Task details —
Scan the records for "carriage". Report each line that includes it.

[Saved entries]
-------------------------

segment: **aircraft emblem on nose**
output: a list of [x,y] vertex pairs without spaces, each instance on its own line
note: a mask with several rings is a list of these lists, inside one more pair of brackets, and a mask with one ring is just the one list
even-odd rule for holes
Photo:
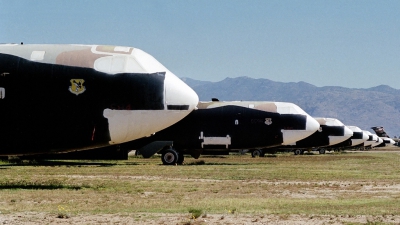
[[83,83],[85,82],[84,79],[71,79],[71,86],[69,86],[69,91],[72,94],[82,94],[83,92],[86,91],[86,87],[83,86]]
[[272,124],[272,119],[271,118],[265,118],[265,124],[267,124],[268,126]]

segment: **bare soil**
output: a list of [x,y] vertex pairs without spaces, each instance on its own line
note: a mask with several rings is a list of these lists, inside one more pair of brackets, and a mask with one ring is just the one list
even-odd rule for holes
[[190,214],[102,214],[74,215],[57,218],[57,215],[24,212],[0,215],[0,224],[354,224],[388,223],[399,224],[400,216],[349,216],[349,215],[249,215],[249,214],[207,214],[197,219]]

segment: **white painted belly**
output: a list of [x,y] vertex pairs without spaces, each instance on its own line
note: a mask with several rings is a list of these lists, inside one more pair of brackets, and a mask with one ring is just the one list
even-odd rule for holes
[[119,144],[148,137],[183,119],[190,110],[112,110],[105,109],[110,144]]

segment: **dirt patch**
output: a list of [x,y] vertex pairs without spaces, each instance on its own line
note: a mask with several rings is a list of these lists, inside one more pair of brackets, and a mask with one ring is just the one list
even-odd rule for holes
[[344,224],[344,223],[400,223],[400,216],[349,216],[349,215],[248,215],[208,214],[190,218],[189,214],[102,214],[72,215],[57,218],[54,214],[24,212],[0,214],[0,224]]

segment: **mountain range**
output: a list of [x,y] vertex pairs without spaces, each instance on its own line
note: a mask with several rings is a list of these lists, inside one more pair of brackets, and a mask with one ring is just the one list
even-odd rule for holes
[[387,85],[372,88],[317,87],[306,82],[276,82],[250,77],[225,78],[218,82],[182,78],[201,101],[292,102],[313,117],[332,117],[345,125],[374,133],[383,126],[389,136],[400,135],[400,90]]

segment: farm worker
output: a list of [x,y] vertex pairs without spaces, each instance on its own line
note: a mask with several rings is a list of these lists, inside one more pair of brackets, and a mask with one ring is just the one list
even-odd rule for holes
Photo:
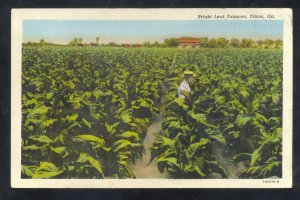
[[184,71],[183,72],[183,81],[178,87],[178,96],[180,98],[187,98],[189,99],[190,93],[191,93],[191,88],[189,83],[192,82],[194,77],[194,72],[193,71]]

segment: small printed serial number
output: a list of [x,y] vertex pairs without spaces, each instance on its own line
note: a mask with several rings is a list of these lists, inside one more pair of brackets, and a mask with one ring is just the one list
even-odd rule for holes
[[279,180],[263,180],[263,183],[279,183]]

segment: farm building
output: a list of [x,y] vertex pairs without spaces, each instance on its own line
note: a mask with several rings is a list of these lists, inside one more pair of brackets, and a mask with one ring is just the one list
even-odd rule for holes
[[199,48],[200,40],[196,38],[179,38],[178,46],[181,48]]

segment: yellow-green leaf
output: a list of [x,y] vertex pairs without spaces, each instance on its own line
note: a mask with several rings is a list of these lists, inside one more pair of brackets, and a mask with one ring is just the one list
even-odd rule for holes
[[92,124],[91,124],[89,121],[87,121],[87,120],[84,119],[84,118],[82,118],[82,121],[83,121],[83,123],[84,123],[87,127],[92,128]]
[[74,122],[77,118],[78,118],[78,114],[75,113],[75,114],[73,114],[73,115],[68,115],[68,116],[66,117],[66,120],[67,120],[68,122]]
[[77,160],[77,162],[81,162],[81,163],[84,163],[87,161],[90,163],[91,166],[93,166],[102,175],[102,177],[104,177],[103,169],[102,169],[100,162],[97,161],[92,156],[90,156],[89,154],[81,153]]

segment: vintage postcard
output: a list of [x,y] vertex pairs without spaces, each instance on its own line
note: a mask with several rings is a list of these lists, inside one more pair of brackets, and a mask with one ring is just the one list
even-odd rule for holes
[[11,16],[12,187],[292,187],[291,9]]

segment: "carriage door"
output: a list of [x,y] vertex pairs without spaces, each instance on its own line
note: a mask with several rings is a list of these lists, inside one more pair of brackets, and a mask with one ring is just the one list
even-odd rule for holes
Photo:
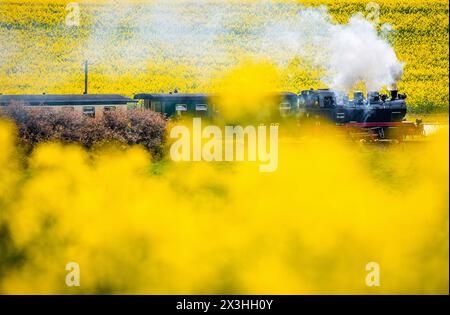
[[334,98],[331,95],[324,96],[321,100],[321,111],[322,117],[329,120],[334,121]]
[[322,109],[320,106],[319,96],[317,94],[311,94],[308,100],[308,116],[311,118],[322,118]]
[[159,101],[152,101],[151,103],[151,110],[157,113],[162,113],[162,103]]

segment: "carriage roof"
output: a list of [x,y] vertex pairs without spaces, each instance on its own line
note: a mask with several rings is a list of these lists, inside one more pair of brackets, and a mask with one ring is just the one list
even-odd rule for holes
[[136,100],[118,94],[21,94],[0,95],[0,105],[14,102],[31,106],[126,105]]

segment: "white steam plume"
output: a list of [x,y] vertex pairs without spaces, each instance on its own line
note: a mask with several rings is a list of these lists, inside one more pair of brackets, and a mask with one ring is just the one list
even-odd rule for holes
[[325,69],[322,80],[340,91],[360,81],[368,90],[392,87],[403,74],[393,47],[360,13],[338,24],[324,6],[303,8],[289,20],[273,19],[260,40],[262,50],[278,62],[301,57]]
[[378,90],[386,85],[393,87],[401,78],[403,63],[389,43],[378,36],[374,25],[361,16],[336,26],[333,37],[331,86],[349,90],[359,79],[368,90]]
[[[300,58],[302,64],[324,70],[320,79],[325,84],[348,91],[359,81],[370,90],[394,86],[403,71],[375,25],[361,14],[346,24],[336,23],[325,6],[271,0],[111,0],[81,5],[81,12],[93,24],[82,25],[89,36],[80,40],[78,51],[97,64],[97,71],[118,75],[145,72],[158,64],[170,75],[169,62],[189,69],[191,82],[207,82],[241,58],[263,58],[282,66]],[[21,58],[24,64],[36,59],[24,59],[10,46],[2,47],[0,56],[17,57],[19,64]]]

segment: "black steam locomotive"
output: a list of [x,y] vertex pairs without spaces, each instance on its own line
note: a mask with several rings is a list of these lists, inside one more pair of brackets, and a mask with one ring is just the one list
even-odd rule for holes
[[354,92],[353,99],[329,89],[305,90],[299,94],[300,119],[316,119],[343,126],[352,134],[371,139],[403,140],[408,135],[423,134],[421,121],[408,122],[406,94],[397,90],[390,95]]

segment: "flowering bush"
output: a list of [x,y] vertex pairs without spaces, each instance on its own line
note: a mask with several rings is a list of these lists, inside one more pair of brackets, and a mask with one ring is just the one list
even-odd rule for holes
[[20,140],[28,150],[48,141],[80,143],[87,148],[108,141],[139,144],[155,158],[162,155],[166,119],[153,111],[117,110],[91,118],[72,110],[29,108],[15,103],[7,106],[2,115],[16,123]]

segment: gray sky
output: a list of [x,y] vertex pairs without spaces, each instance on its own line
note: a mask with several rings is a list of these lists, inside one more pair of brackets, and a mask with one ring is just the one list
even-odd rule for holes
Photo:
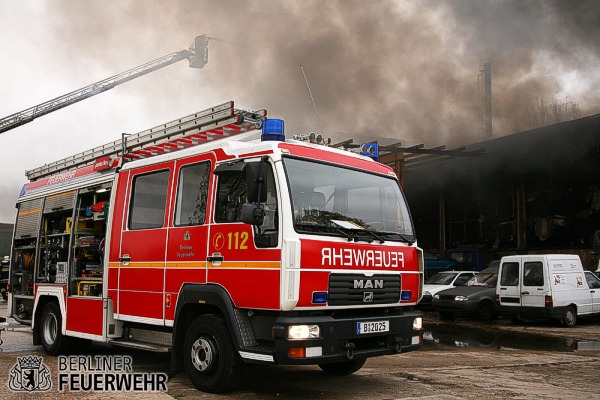
[[600,2],[5,0],[0,118],[209,42],[187,61],[0,134],[0,222],[25,171],[234,100],[288,134],[387,137],[427,147],[479,141],[477,75],[492,63],[494,135],[545,101],[600,112]]

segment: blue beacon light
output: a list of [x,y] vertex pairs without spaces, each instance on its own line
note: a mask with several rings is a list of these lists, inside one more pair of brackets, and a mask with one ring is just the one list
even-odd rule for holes
[[285,142],[285,132],[282,119],[266,119],[263,122],[261,141],[276,140]]

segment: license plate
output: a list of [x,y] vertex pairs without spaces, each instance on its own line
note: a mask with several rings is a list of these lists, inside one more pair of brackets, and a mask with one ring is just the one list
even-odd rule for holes
[[357,322],[356,333],[362,335],[365,333],[389,332],[390,321]]

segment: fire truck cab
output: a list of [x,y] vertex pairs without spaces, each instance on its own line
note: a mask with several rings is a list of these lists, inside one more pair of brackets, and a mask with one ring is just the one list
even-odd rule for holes
[[26,185],[9,313],[29,315],[34,343],[171,352],[209,392],[232,390],[243,363],[349,374],[420,348],[423,258],[393,171],[258,122]]

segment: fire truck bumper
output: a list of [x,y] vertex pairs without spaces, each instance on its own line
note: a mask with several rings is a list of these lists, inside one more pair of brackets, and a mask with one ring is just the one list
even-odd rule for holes
[[[273,330],[274,359],[284,365],[326,364],[418,350],[423,342],[422,315],[392,310],[377,316],[280,317]],[[298,331],[311,338],[292,338]]]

-------------------------

Written response —
segment: "carriage door"
segment: "carriage roof"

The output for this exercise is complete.